Work task: Each entry that follows should be retyped exactly.

(Stored data entries)
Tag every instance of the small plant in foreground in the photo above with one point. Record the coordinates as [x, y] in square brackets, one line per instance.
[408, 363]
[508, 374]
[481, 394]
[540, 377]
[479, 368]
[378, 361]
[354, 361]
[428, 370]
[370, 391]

Answer space:
Tag every instance of the small plant in foreground in the photo above with one point. Record the coordinates as [x, y] in square brackets, one line per instance.
[408, 363]
[508, 374]
[481, 394]
[540, 377]
[479, 368]
[378, 361]
[354, 361]
[428, 370]
[370, 391]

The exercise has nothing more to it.